**Direction:** For each statement below, say yes or no to whether it agrees with the journal entry on praying to love more, and quote the words of the entry that decide it. (a) The writer teaches high school juniors and seniors about child development. (b) The students' project has them plan an activity for a classroom they help in every day. (c) The writer will lie down completely exhausted tonight.

**Extract to read:**
>> BEGIN

So while it may not seem like much, it is a start. I prayed all day every time I thought about it “Lord, help me love more.” “Lord, show me who to love.” “Lord, what can I do to love them?” And honestly, I didn’t get much else today. I tried to smile more, held the door for some people, made conversation when I could, but nothing outstanding. It’s the little things that add up right? If every day I ask the Lord to continue to show me, to continue to help me love more, in theory, every day should be bigger and better than the day before.

My heart did get to feel love today. I teach high school juniors and seniors about child development and working in child care. One of the projects they are working on right now requires them to plan an activity for a classroom that they help out in a few times a week. Today I got to observe my student and hang out with some pretty awesome third graders. I miss working with young kids; they are so innocent and so full of life. (So opposite of my students most days…) There was a little boy with a hearing problem that loved to love on the adults in the classroom. There was a little girl who could definitely have played Ramona from the movie Ramona and Beezus, if you have seen it you know what I mean. The children were respectful and kind and had a wonderful time doing the activity my student prepared for them. Those small things fill my heart with love each and every time.

I showed love in a very small way, and felt love in a big way today. I will not lay down completely exhausted because I used everything the Lord gave me today… maybe tomorrow.

>> END

**Recorded information:**
>> BEGIN

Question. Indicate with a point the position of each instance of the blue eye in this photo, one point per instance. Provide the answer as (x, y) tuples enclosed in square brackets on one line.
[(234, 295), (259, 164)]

>> END

**The solution:**
(a) Yes: "I teach high school juniors and seniors about child development and working in child care."
(b) No: "a classroom that they help out in a few times a week."
(c) No: "I will not lay down completely exhausted because I used everything the Lord gave me today… maybe tomorrow."